------ TRECHO SELECIONADO ------

A surpreendente resiliência da democracia

Apesar de um ambiente internacional cada vez mais desfavorável, o último quarto de século continua sendo, de longe, o mais democrático da história

A democracia tem se mostrado surpreendentemente resiliente no século 21. Ao fim da extraordinária expansão democrática global do final do século 20, várias democracias proeminentes, incluindo as das Filipinas, Hungria, Índia, Tailândia, Turquia e Venezuela, sofreram retrocesso ou colapso. Mas a grande maioria das democracias da “terceira onda” — regimes que se tornaram democracias entre 1975 e 2000 — persiste. Apesar de um ambiente internacional cada vez mais desfavorável, os temores de uma “onda reversa” ou de um “renascimento do autoritarismo” global ainda não se concretizaram. E o último quarto de século continua sendo, de longe, o mais democrático da história.

A democracia sobreviveu ao fim das condições globais que ajudaram a impulsionar a terceira onda. Começando no sul da Europa em meados dos anos 1970, varrendo a América do Sul nos anos 1980 e atingindo o pico na década seguinte ao colapso da União Soviética, a onda quase triplicou o número de democracias no mundo (de 36 em 1975 para 95 em 2005, de acordo com o projeto Variedades da Democracia [V-Dem]). Essa expansão democrática sem precedentes foi apoiada por um ambiente internacional excepcionalmente favorável. A era pós-Guerra Fria, aproximadamente entre a queda do Muro de Berlim (1989) e a invasão do Iraque liderada pelos EUA (2003), foi mais favorável à democracia do que qualquer outro período da história. O colapso soviético fez o governo de partido único cair em descrédito enquanto modelo de regime e eliminou a principal fonte de apoio externo a essas ditaduras. Também destruiu a razão de ser das ditaduras anticomunistas.

A queda do comunismo levou a um breve, mas consequente, período de hegemonia liberal ocidental, durante o qual os Estados Unidos e a União Europeia foram as principais potências econômicas, militares e ideológicas do mundo. O virtual monopólio do Ocidente na provisão de assistência econômica criou fortes incentivos para que os Estados periféricos adotassem instituições ao estilo ocidental, particularmente eleições multipartidárias. A UE usou uma condicionalidade estrita de adesão para incentivar a democratização na Europa Central e Oriental, enquanto Washington aplicou pressão econômica, diplomática e, ocasionalmente, militar para desencorajar golpes de Estado e incentivar autocratas a deixar o poder ou a realizar eleições competitivas.

------

## PROBLEMA PROPOSTO A
Reescreva o trecho do texto sobre a resiliência da democracia que vai de "A democracia tem" até "democrático da história.", trocando "proeminentes" por "de destaque".
## PROBLEMA PROPOSTO B
Responda a estas perguntas com base no texto sobre a resiliência da democracia:
(i) Segundo o projeto Variedades da Democracia, quantas democracias havia no mundo em 2005?
(ii) Que instrumento a UE usou para incentivar a democratização na Europa Central e Oriental?
(iii) Entre quais anos os regimes da "terceira onda" se tornaram democracias?
## PROBLEMA PROPOSTO C
Diga se cada afirmação concorda com o texto sobre a resiliência da democracia, citando as palavras dele que decidem:
(i) A terceira onda começou na América do Sul.
(ii) O colapso soviético eliminou a principal fonte de apoio externo às ditaduras de partido único.
(iii) Os temores de uma onda reversa global já se concretizaram.

------ DADOS FORNECIDOS ------

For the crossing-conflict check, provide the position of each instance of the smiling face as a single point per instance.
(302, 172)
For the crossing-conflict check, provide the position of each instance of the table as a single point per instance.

------

## RESPOSTA COMPLETA A
A democracia tem se mostrado surpreendentemente resiliente no século 21. Ao fim da extraordinária expansão democrática global do final do século 20, várias democracias de destaque, incluindo as das Filipinas, Hungria, Índia, Tailândia, Turquia e Venezuela, sofreram retrocesso ou colapso. Mas a grande maioria das democracias da “terceira onda” — regimes que se tornaram democracias entre 1975 e 2000 — persiste. Apesar de um ambiente internacional cada vez mais desfavorável, os temores de uma “onda reversa” ou de um “renascimento do autoritarismo” global ainda não se concretizaram. E o último quarto de século continua sendo, de longe, o mais democrático da história.

## RESPOSTA COMPLETA B
(i) Havia 95 democracias.
(ii) A UE usou uma condicionalidade estrita de adesão.
(iii) Eles se tornaram democracias entre 1975 e 2000.

## RESPOSTA COMPLETA C
(i) Não: "Começando no sul da Europa em meados dos anos 1970".
(ii) Sim: "eliminou a principal fonte de apoio externo a essas ditaduras".
(iii) Não: "global ainda não se concretizaram".